提示本文 >>
┌──

Etape13 Béduer ~ Cajarc
Etape 13 Béduer ~ Cajarc 18km
「昨夜は驚いたよ。こんな小さい日本人があんな大きいイビキをかくなんて」
朝食を食べながらジョエルが私に言った。
いやそれは私じゃない、ジェニファーだと抗議したかった。
が、目の前にジェニファーがいる。・・・言えなかった。
「それは、あなたがあんなにワインを飲ませたからだね〜!」
私はジョークで返答した。
ジェニファーは英語しか話せず、ジョエルはフランス語しか話せない。
だが話の内容を察して、ジェニファーが英語で呟いた。
「それ・・・わたし」
しかし、ジョエルは聞いていなかった。
そしてカジャルグへ向けて出発した。
途中までみんなと一緒だったが、私の方が歩くのが早いので先になった。

└──

課題要件 >>
本文の「いやそれは私じゃない、ジェニファーだと抗議したかった。」から「途中までみんなと一緒だったが、私の方が歩くのが早いので先になった。」までをすべて、「ワイン」を「ビール」に置換したうえで再出力せよ。

元データ >>

┌──

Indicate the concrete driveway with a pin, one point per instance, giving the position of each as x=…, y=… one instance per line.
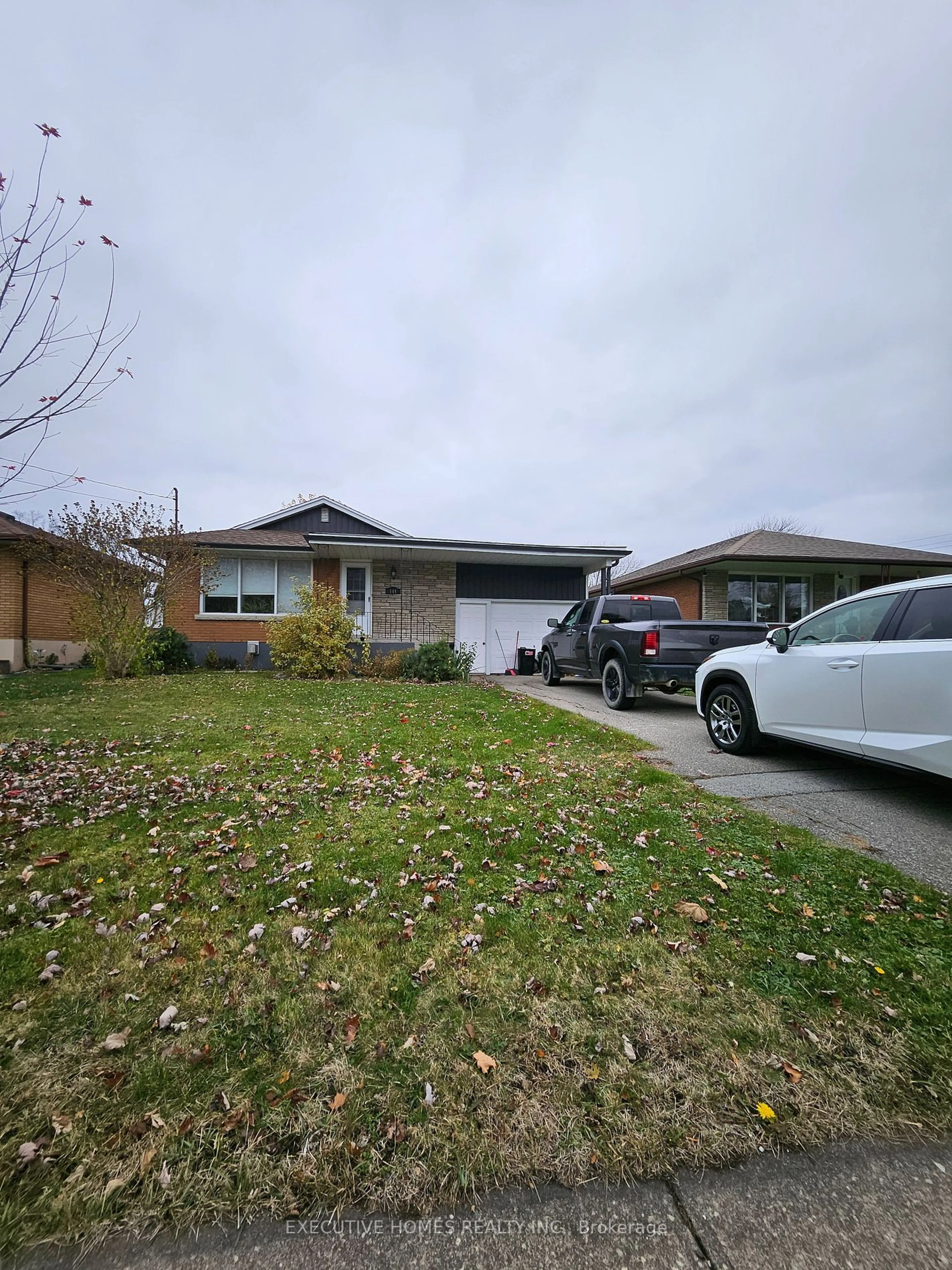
x=906, y=820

└──

解答 >>
いやそれは私じゃない、ジェニファーだと抗議したかった。
が、目の前にジェニファーがいる。・・・言えなかった。
「それは、あなたがあんなにビールを飲ませたからだね〜!」
私はジョークで返答した。
ジェニファーは英語しか話せず、ジョエルはフランス語しか話せない。
だが話の内容を察して、ジェニファーが英語で呟いた。
「それ・・・わたし」
しかし、ジョエルは聞いていなかった。
そしてカジャルグへ向けて出発した。
途中までみんなと一緒だったが、私の方が歩くのが早いので先になった。